## GIVEN RECORDS
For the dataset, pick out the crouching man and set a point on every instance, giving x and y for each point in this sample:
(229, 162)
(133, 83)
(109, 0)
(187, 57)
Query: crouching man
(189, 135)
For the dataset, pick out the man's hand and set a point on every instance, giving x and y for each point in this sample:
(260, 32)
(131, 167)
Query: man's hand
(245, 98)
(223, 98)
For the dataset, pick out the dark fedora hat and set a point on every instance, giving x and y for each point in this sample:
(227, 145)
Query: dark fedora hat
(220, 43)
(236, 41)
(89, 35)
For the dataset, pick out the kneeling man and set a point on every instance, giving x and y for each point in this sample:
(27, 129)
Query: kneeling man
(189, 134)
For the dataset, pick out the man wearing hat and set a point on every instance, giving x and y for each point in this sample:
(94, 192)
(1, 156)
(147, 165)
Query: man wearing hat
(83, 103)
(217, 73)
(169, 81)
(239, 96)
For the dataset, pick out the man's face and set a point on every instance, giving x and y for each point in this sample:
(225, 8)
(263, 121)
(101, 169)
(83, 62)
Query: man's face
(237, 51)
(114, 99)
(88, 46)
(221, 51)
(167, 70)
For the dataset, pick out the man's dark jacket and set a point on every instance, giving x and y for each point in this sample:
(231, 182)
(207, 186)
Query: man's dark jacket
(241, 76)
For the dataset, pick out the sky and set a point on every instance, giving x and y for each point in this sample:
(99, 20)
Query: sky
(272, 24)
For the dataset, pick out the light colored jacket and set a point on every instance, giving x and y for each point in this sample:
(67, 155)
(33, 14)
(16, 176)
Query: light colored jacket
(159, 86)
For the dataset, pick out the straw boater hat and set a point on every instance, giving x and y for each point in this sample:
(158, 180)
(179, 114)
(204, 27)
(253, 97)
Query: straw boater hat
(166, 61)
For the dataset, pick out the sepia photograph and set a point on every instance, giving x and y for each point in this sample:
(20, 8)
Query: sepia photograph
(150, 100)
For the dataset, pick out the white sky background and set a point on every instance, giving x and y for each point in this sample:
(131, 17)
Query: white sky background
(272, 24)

## REQUIREMENT
Every entry must be given again exactly as it reads.

## THE ANSWER
For the dataset, pick out the crouching man and set a point on every instance, giving x and y for each point in this sample:
(229, 162)
(133, 83)
(109, 0)
(187, 57)
Query: crouching man
(189, 135)
For the dataset, pick out the man's hand and set a point on every instance, giving x and y for each point in this sample:
(260, 32)
(131, 167)
Query: man's hand
(245, 98)
(223, 98)
For the dataset, pick out the dark fedora hat and set a point on every instance, giving x and y for each point in this sample:
(227, 145)
Query: dark fedora hat
(220, 43)
(236, 41)
(89, 35)
For the dataset, pick out the kneeling man and set a point on every instance, giving x and y for each point in this sample:
(27, 129)
Query: kneeling man
(189, 134)
For the dataset, pick out the man wearing hat and set a point on every instance, giving x and y for each point in this sample:
(94, 192)
(1, 156)
(147, 165)
Query: man wearing hat
(83, 103)
(217, 73)
(169, 81)
(239, 96)
For the dataset, pick out the man's face and set a point on every instance, giving x and y for each point in this sample:
(225, 8)
(263, 121)
(101, 169)
(83, 62)
Query: man's face
(237, 51)
(114, 99)
(88, 46)
(221, 51)
(167, 70)
For the dataset, pick out the man's dark jacket and set a point on every instance, giving x and y for each point in this sample:
(231, 182)
(207, 186)
Query: man's dark jacket
(241, 76)
For the dataset, pick out the sky and set a point on every instance, giving x and y for each point in this sample:
(99, 20)
Query: sky
(272, 24)
For the dataset, pick out the light colored jacket and set a point on every instance, giving x and y for each point in this sample:
(67, 155)
(33, 14)
(16, 176)
Query: light colored jacket
(159, 86)
For the dataset, pick out the straw boater hat and set a point on every instance, giving x and y for each point in this sample:
(158, 180)
(179, 114)
(204, 27)
(253, 97)
Query: straw boater hat
(166, 61)
For the dataset, pick out the sepia photograph and set a point on every instance, giving x and y for each point in this sample:
(20, 8)
Query: sepia photograph
(150, 100)
For the dataset, pick out the white sky background and set a point on every instance, giving x and y for each point in this sample:
(131, 17)
Query: white sky background
(272, 24)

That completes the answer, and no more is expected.